* Texto fornecido:

★ ★ ★ ★

Cinema com Rapadura

OPINIÃO   sexta-feira, 05 de abril de 2019

Girl (Netflix, 2018): íntimo retrato sobre a transsexualidade feminina

Sem medo de tratar de um tema sensível e polêmico, "Girl" apresenta uma protagonista transsexual e seus conflitos internos enquanto persegue seus objetivos no balé.

Lara (Victor Polster) é uma adolescente de 15 anos em transformação. Sua identidade é feminina, mas seu corpo ainda é de um garoto. O processo de redesignação sexual que envolve tratamentos hormonais e intervenções cirúrgicas é árduo e faz temer seu compreensivo pai Mathias (Arieh Worthalter, “Atentado em Paris”). No entanto, Lara não vê a hora de abandonar a forma “masculina” e começar a viver completamente, pelo menos sob seu ponto de vista, como mulher. Um filme Netflix, “Girl” conta a história deste momento da vida da garota enquanto ela também lida com uma mudança de casa e, especialmente, para uma nova academia de dança, onde ela luta por sucesso como bailarina.

★ ★ ★ ★

* Instruções da tarefa:
**a)** Redigite, sem nenhuma alteração, o trecho da resenha sobre "Girl" que começa nas palavras que contêm "Cinema com Rapadura" e termina em "objetivos no balé.".
**b)** Qual é a idade de Lara, segundo a resenha sobre "Girl"?

★ ★ ★ ★

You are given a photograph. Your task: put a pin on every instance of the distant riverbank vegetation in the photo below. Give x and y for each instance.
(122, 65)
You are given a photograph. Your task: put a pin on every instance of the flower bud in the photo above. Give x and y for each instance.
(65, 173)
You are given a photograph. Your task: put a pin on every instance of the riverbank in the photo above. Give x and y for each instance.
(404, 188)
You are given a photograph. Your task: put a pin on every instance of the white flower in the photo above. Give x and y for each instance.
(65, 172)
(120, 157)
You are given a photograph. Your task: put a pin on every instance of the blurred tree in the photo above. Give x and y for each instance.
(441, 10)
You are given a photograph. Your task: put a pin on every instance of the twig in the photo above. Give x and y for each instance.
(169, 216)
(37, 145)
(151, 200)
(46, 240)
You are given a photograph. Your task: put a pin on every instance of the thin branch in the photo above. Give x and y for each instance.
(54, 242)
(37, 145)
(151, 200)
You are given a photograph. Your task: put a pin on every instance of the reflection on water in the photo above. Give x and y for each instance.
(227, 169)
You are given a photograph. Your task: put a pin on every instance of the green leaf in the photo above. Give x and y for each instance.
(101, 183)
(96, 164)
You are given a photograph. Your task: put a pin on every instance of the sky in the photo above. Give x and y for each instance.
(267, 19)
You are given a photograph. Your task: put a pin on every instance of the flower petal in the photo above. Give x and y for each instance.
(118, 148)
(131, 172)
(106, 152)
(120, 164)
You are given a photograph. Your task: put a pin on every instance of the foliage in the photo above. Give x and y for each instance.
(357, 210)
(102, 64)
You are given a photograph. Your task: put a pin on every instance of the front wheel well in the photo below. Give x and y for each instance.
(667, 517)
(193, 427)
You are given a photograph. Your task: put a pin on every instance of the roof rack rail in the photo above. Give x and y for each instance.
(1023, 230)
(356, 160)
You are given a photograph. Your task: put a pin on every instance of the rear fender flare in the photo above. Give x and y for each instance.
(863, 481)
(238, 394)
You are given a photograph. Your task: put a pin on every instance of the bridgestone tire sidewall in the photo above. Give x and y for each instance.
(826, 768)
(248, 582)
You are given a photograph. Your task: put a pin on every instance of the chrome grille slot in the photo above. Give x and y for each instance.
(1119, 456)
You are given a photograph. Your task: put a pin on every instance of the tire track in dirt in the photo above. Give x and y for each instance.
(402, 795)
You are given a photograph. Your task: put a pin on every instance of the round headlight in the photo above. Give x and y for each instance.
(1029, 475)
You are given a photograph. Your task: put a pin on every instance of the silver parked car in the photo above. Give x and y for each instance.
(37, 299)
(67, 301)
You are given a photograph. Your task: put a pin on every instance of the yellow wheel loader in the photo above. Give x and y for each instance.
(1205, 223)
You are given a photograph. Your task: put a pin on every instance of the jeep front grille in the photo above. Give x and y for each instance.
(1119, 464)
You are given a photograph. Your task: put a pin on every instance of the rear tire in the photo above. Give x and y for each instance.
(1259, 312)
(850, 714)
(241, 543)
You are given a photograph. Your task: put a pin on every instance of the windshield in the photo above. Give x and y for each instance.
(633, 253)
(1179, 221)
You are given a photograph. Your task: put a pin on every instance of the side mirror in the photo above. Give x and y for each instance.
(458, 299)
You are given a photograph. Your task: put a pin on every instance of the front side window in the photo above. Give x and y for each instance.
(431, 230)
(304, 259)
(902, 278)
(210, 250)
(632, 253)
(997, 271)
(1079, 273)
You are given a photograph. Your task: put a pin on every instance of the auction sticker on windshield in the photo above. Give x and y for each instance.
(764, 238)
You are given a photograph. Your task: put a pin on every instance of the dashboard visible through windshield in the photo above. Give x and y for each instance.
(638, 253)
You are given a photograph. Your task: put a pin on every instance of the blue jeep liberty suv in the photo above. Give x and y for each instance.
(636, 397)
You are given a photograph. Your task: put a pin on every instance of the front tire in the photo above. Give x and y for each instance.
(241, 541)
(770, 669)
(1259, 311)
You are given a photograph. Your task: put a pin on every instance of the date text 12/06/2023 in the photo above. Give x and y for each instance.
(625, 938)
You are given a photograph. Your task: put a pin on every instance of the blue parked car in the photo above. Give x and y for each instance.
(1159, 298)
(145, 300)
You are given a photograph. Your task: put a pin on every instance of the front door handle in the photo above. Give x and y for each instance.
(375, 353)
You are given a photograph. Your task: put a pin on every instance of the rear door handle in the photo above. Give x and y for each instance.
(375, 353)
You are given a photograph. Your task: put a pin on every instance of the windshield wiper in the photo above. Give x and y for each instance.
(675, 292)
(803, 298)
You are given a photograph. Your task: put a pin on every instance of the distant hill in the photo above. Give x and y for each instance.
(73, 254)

★ ★ ★ ★

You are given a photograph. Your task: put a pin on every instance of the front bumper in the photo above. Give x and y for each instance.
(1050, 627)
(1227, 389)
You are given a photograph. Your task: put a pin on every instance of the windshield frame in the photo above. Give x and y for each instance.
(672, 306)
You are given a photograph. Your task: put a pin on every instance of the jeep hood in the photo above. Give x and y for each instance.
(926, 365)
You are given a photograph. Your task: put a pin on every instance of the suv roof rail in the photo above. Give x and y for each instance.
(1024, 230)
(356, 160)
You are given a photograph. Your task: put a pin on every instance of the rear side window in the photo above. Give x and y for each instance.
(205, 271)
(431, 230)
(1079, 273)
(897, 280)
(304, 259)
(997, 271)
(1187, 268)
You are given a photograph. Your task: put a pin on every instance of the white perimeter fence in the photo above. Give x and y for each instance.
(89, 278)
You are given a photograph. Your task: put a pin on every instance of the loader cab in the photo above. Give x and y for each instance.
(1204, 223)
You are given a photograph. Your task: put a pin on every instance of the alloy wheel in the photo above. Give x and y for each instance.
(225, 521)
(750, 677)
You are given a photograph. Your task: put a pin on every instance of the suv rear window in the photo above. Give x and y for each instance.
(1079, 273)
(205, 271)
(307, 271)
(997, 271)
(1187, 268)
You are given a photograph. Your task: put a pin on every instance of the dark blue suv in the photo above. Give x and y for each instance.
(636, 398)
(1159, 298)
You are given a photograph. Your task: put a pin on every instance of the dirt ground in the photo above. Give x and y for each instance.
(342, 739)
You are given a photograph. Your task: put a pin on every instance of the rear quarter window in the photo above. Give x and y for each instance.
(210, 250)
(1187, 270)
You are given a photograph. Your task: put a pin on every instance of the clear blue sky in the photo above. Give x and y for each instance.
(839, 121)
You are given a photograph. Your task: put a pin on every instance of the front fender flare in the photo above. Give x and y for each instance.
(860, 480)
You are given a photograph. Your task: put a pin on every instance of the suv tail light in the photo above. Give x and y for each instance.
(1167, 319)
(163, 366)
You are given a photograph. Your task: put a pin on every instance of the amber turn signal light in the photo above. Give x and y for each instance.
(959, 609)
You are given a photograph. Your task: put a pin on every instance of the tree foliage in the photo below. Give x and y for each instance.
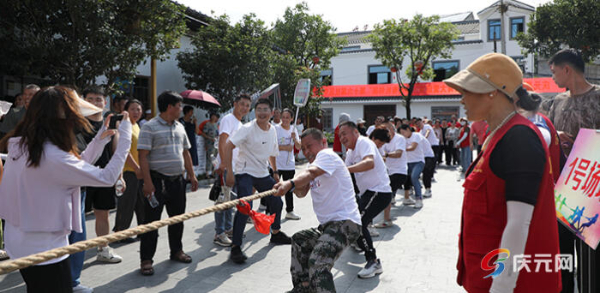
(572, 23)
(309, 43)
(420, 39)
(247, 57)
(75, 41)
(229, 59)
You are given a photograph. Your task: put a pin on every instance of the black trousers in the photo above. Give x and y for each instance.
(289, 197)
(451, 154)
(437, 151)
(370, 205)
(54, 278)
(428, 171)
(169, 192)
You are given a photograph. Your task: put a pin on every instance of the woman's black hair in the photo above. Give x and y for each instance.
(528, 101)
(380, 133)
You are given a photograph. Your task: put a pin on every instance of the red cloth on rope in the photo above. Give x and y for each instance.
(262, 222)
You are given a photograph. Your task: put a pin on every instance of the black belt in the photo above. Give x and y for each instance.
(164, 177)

★ ★ ★ ★

* Soluções do exercício:
**a)**
Cinema com Rapadura

OPINIÃO   sexta-feira, 05 de abril de 2019

Girl (Netflix, 2018): íntimo retrato sobre a transsexualidade feminina

Sem medo de tratar de um tema sensível e polêmico, "Girl" apresenta uma protagonista transsexual e seus conflitos internos enquanto persegue seus objetivos no balé.

**b)** Lara tem 15 anos.